I have got a Lenovo Yoga 710-14 80V4006LMX. The problem is that it got stepped on, and now the screen is cracked all over the place. On top of that it's probably had water in it, so who knows what kind of havoc that has wrecked inside of it. I have no experience building laptops, but have some building desktop computers.

 

When I power on the laptop only about 60 % of the screen shows any discernable picture. Half the time it says it can't detect any boot media, the other half it goes into windows repair and gives me a bunch of options, though I can't really tell what they are because of the cracked screen.

STORED ROWS:

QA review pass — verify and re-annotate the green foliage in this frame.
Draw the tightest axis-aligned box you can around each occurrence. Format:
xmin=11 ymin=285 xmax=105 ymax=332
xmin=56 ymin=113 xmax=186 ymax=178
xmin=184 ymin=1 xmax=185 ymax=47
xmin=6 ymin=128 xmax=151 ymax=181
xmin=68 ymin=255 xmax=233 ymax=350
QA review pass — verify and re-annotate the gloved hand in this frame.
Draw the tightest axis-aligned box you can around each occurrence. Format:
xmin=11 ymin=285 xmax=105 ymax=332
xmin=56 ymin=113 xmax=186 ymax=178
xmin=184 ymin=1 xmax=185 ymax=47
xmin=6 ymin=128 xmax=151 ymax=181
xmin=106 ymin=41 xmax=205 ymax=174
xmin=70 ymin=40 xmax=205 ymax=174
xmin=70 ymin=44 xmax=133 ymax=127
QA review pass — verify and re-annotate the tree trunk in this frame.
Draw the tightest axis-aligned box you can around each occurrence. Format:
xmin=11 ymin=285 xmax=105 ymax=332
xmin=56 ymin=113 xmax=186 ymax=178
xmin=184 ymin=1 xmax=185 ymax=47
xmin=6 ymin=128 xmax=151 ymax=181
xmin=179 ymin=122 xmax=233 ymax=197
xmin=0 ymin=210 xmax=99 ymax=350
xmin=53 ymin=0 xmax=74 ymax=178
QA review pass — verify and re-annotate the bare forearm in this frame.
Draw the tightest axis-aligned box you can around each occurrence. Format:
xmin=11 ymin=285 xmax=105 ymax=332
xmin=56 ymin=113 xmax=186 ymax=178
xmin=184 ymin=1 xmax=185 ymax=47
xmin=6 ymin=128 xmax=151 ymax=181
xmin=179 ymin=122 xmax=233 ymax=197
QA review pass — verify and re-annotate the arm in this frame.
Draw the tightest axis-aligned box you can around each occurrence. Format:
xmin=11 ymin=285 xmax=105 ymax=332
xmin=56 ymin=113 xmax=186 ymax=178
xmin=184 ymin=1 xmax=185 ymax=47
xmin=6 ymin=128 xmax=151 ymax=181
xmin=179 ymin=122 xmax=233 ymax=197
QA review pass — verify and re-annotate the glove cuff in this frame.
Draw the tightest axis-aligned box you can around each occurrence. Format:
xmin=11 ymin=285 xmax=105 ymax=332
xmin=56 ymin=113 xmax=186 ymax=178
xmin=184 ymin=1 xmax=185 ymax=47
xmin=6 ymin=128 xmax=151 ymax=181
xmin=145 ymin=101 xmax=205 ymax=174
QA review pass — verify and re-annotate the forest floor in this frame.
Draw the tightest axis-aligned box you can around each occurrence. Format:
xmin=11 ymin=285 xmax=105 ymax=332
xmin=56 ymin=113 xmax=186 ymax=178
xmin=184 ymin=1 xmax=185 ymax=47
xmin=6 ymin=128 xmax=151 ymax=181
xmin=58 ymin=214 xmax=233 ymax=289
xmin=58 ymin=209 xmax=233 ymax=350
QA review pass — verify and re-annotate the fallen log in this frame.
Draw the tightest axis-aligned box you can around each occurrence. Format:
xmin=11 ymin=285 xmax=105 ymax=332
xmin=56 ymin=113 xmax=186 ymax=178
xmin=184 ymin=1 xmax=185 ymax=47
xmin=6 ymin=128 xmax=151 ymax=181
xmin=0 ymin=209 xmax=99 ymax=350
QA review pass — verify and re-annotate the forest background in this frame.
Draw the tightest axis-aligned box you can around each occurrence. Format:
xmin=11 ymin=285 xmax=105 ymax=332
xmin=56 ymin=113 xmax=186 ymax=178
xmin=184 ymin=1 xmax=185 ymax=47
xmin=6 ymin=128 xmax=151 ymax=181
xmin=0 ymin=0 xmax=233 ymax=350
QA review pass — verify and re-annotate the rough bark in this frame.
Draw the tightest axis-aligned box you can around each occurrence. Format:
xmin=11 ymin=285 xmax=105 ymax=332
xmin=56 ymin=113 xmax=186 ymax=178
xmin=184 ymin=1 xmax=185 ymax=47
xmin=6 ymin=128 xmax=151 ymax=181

TO BE DONE:
1 > Decide whether each statement agrees with the laptop post, answering yes or no and quoting the deciding words: (a) The writer has some experience building desktop computers. (b) The entire screen shows a discernible picture when the laptop is powered on. (c) The screen cracked because the laptop was dropped.
2 > According to the laptop post, what is the exact model of the laptop?

RESPONSES IN ORDER:
1 >
(a) Yes: "have some building desktop computers"
(b) No: "only about 60 % of the screen shows any discernable picture"
(c) No: "it got stepped on"

2 > Lenovo Yoga 710-14 80V4006LMX